→ СУТЬ ЗАДАНИЯ
Напишите продолжение приведенного ниже отрывка о Маяковском, начав сразу после его последнего предложения.

→ ФРАГМЕНТ СТРАНИЦЫ
▬▬▬

— Маяковский, все хорошие поэты скверно кончали: то их убивали, то они сами убивали себя. Когда же вы застрелитесь?
Маяковский ничего не ответил, резко встал из-за стола и вышел в соседнюю комнату. Хозяйка дома не выдержала:
— Зачем вы его обижаете? Вы разве не видите, что он сам не свой?
Тогда Валентин Катаев нарочито громко, чтобы было слышно за стенкой, хохотнул:
— Что ты беспокоишься? Маяковский не застрелится. Эти современные любовники не стреляются.
Маяковский вернулся, сел за стол, вынул записную книжку в добротном переплете, что-то черкнул, вырвал лист, смял его и через Роскина передал Полонской. Она улыбнулась, но ничего не ответила. Тогда он написал другую записку, точно так же вырвал ее, смял и передал через Роскина.
«Мне показалось странным, — вспоминал Владимир Роскин, — что человек, который так любит и ценит добротные вещи, прочные ботинки, хорошее перо, который становится на колени, чтобы ему вернули любимую авторучку, сейчас рвет, не жалея, из такой книжки листы. Видно было — сильно нервничал».

▬▬▬

→ ПРЕДОСТАВЛЕННЫЕ МАТЕРИАЛЫ
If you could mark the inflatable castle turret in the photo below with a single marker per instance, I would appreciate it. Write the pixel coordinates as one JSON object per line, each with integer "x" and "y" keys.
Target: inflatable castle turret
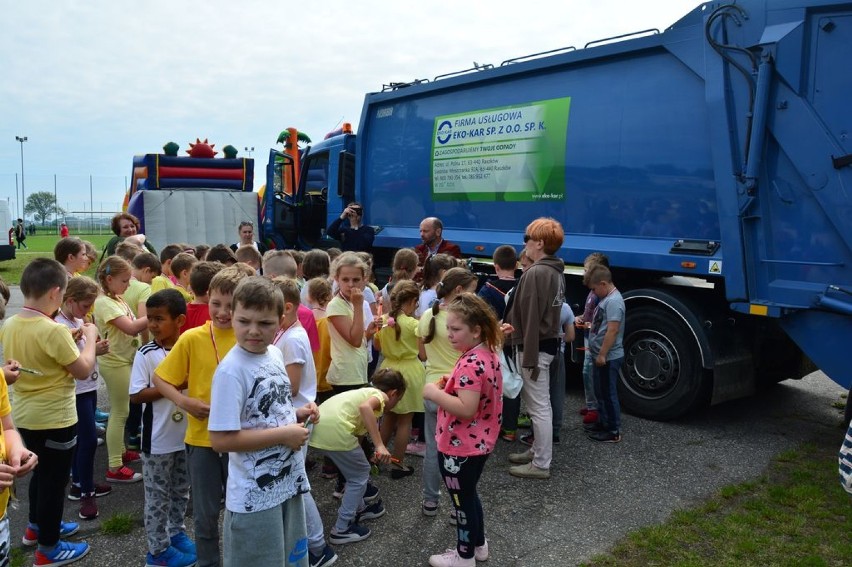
{"x": 195, "y": 199}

▬▬▬

→ ОТВЕТ НА ЗАДАНИЕ
Катаев запомнил, что Маяковский переписывался с Полонской на картонках, выломанных из конфетной коробки. Он бросал их через стол жестом игрока в рулетку. Когда конфетная коробка была уничтожена, они отрывали клочки бумаги от чего попало и «продолжали стремительную переписку, похожую на смертельную молчаливую дуэль.
Он требовал. Она не соглашалась. Она требовала — он не соглашался. Вечная любовная дуэль».
Вероника Полонская коробки из-под конфет не помнит:
«Мы стали переписываться в записной книжке Владимира Владимировича. Много было написано обидного, много оскорбляли друг друга, оскорбляли глупо, досадно, ненужно».
«Потом Владимир Владимирович ушел в другую комнату, — продолжает Вероника Витольдовна, — сел у стола и всё продолжал пить шампанское. Я пошла за ним, села рядом с ним на кресло, погладила его по голове. Он сказал:
— Уберите ваши паршивые ноги.
Сказал, что сейчас в присутствии всех скажет Яншину о наших отношениях. Был очень груб, всячески оскорблял меня. Меня же его грубость и оскорбления вдруг перестали унижать и обижать, я поняла, что передо мною несчастный, совсем больной человек, который может вот тут сейчас наделать страшных глупостей, что Маяковский может устроить ненужный скандал, вести себя недостойно самого себя, быть смешным в глазах этого случайного для него общества.
Конечно, я боялась и за себя (и перед Яншиным, и перед собравшимися здесь людьми), боялась этой жалкой, унизительной роли, в которую поставил бы меня Владимир Владимирович, огласив публично перед Яншиным наши с ним отношения».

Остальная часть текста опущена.